How to Invest in Sectoral and Thematic Mutual Funds
There are two ways to invest in Sectoral and Thematic funds - offline and online.
If you are not confident in your knowledge, you may choose to invest through a broker, but it may lead to different returns and varied expenses in investment. If you wish to invest independently, you must visit the nearest branch of the AMC of your fund and carry necessary documents such as identity proof, PAN card, KYC documents, cancelled cheques, and passport-size photos.
Alternatively, you can choose to invest online through various investment platforms where you can compare and select from more than 1,000 funds, use SIP Calculator or Lumpsum Calculator to estimate the future value of your investment, and avoid brokerage or commission expenses.
Things to Consider Before Investing in a Sectoral Mutual Fund
When considering investing in sectoral and thematic mutual funds, there are several things to remember. First, it's essential to recognise that these funds are considered highly risky and should not make up a significant portion of an investor's portfolio. Most professionals suggest limiting exposure to these funds to at most 5-10 per cent of your overall portfolio.
Additionally, investors should keep their portfolios diversified across multiple large-cap and mid-cap funds and sectoral and thematic funds. It can spread the risk across the portfolio and minimise the potential impact of any one sector or theme.
Since these funds are heavily influenced by the performance of specific industries or themes, investors should be prepared for fluctuations in both bullish and bearish markets. As a result, investments in sectoral and thematic funds are typically more suitable for active investors with a clear understanding of the market and macroeconomic conditions.

### Data shown
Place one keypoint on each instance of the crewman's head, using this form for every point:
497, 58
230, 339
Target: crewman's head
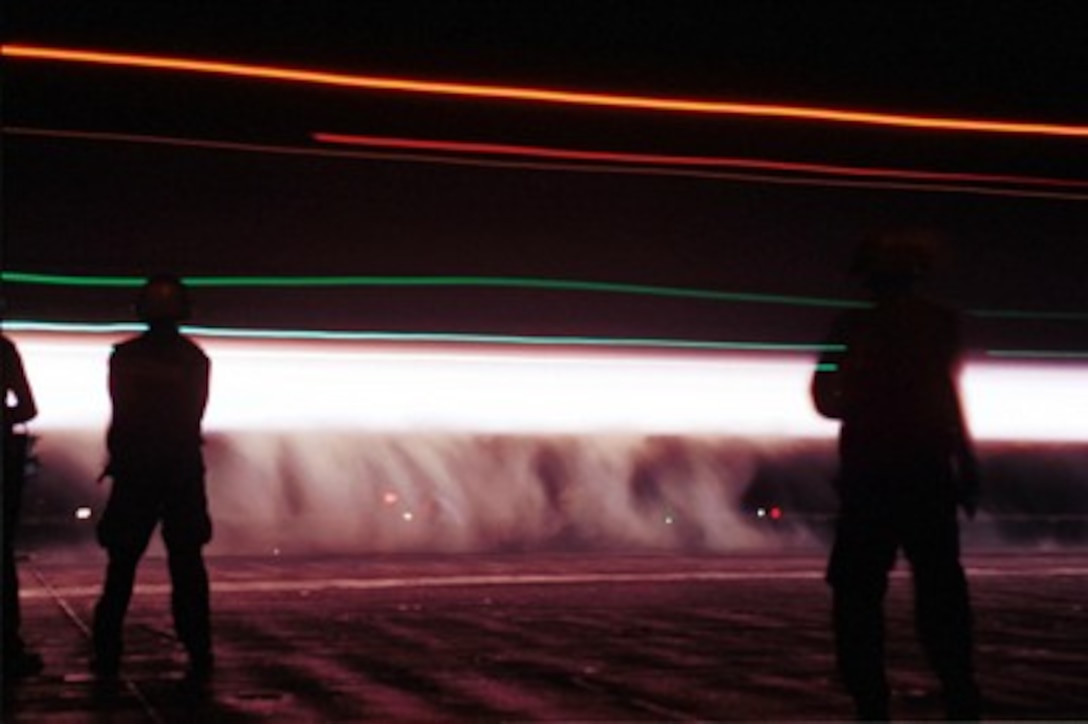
162, 298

### Using the information
(1) In the mutual fund text, what maximum share of an overall portfolio do most professionals suggest for sectoral and thematic funds?
(2) Please carry on the mutual fund text from the point where it ends.
The entries were taken from a different source than the mutual fund text.

### Exercise results
(1) At most 5-10 per cent of the overall portfolio.

(2)
Given their cyclical nature, investors should also carefully consider the timing of their entry and exit into sectoral funds. It's important to note that past performance does not necessarily indicate future success, so investors should carefully evaluate upcoming opportunities before making any investment decisions.
Sectoral and thematic funds are subject to taxation like other equity-oriented funds as per the Income Tax Act. If an investor holds these funds for less than 12 months, any gains made are taxed as short-term capital gains at a tax rate of 15 per cent, plus applicable surcharge and cess. If an investor holds these funds for over 12 months, any gains made are taxed as long-term capital gains at 10 per cent, plus applicable surcharge and cess.
Moreover, according to Income Tax laws, investors are eligible for an exemption of up to INR 1 lakh yearly for long-term capital gains from equity shares and equity-oriented mutual funds. Hence, investors must consider taxation while investing in sectoral and thematic funds to optimise their returns.